Find the line that contains "Practice step: set one point on each instance of the asphalt". Then set down that line and all the lines after it, to the end of the records, exactly and with nothing added.

— begin Provided data —

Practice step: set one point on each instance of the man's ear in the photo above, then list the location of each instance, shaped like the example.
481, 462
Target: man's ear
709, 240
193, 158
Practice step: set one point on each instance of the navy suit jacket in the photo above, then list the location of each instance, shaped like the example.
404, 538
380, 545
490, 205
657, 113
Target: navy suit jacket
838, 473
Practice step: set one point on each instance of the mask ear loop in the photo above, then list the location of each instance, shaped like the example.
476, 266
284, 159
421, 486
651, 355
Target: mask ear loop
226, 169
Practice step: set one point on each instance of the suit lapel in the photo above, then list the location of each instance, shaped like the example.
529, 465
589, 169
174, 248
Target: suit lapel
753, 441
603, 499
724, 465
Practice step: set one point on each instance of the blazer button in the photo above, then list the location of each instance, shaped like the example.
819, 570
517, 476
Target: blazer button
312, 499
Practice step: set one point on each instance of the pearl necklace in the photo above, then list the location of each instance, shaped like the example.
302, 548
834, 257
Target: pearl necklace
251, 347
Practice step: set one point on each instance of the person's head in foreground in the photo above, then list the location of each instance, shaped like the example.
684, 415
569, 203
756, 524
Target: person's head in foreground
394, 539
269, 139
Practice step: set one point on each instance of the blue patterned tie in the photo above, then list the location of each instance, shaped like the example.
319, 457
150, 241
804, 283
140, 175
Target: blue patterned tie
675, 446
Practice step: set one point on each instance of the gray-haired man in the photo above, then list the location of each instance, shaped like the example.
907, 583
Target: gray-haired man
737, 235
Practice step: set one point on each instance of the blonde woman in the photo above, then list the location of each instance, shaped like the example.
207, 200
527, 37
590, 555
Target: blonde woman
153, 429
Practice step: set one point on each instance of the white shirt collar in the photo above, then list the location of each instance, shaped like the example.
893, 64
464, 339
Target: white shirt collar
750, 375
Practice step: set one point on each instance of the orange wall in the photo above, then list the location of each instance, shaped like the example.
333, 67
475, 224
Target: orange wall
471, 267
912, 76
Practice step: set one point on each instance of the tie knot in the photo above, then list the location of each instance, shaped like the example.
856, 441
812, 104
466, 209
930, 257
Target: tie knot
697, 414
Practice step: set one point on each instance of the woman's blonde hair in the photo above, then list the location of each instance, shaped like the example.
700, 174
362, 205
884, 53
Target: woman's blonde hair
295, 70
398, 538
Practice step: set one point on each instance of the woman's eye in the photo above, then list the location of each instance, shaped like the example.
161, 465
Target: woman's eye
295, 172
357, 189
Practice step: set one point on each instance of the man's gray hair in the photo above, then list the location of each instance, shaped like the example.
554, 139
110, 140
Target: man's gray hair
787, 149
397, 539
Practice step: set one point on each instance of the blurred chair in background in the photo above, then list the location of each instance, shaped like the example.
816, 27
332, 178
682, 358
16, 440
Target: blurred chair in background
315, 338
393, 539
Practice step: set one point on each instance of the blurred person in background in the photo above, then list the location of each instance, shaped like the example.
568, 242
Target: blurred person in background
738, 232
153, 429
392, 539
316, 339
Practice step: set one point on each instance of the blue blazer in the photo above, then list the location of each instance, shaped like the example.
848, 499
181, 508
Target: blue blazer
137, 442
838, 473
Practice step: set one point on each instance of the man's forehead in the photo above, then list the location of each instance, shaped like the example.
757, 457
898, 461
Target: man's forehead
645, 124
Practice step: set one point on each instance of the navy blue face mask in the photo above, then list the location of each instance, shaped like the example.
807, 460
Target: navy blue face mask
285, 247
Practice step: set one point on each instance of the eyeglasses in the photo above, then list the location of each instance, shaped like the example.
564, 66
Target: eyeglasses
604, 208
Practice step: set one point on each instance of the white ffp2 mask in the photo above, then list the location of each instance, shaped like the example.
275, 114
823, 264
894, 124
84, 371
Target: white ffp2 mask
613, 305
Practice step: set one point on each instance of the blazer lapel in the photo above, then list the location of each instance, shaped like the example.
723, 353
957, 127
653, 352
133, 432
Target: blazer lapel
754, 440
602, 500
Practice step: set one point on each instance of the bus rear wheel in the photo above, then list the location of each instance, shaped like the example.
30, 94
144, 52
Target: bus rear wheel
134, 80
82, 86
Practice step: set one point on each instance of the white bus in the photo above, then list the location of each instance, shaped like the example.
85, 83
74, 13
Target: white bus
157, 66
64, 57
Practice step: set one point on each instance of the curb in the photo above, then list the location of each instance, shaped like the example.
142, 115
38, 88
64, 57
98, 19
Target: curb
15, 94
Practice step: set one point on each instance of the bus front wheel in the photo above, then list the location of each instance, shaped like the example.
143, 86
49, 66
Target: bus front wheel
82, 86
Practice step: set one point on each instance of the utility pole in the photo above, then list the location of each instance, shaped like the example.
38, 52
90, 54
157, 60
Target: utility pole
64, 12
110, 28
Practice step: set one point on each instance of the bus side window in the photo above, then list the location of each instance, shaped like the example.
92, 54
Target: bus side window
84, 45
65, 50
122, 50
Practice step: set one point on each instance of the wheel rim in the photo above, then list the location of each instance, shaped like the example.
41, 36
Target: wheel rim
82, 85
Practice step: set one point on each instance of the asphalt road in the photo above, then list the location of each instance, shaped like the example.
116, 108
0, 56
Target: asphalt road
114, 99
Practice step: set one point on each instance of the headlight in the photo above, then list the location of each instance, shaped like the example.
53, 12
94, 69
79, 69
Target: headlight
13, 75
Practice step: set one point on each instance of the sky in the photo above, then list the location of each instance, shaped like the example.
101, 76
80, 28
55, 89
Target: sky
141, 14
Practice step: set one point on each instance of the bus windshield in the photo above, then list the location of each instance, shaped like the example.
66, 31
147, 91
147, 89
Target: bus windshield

— end Provided data —

## [Finished task]
Practice step: set one point on each instance of the asphalt road in the photo above, then list the location of each instance, shaped like the example.
116, 108
0, 56
Target: asphalt road
114, 99
Practice step: set one point on each instance of the headlight in the photo above, then list the location of each instance, shaped like the example.
53, 12
94, 69
79, 69
Target: headlight
13, 75
Practice step: set one point on each instance of the sky in the photo above, then list the location of each instance, shaped like the example.
101, 76
80, 28
55, 89
Target: sky
141, 14
Practice step: set one point on each instance of the bus windshield in the photo above, then list the location of each instance, shaped like the example.
66, 31
147, 91
147, 89
Target: bus windshield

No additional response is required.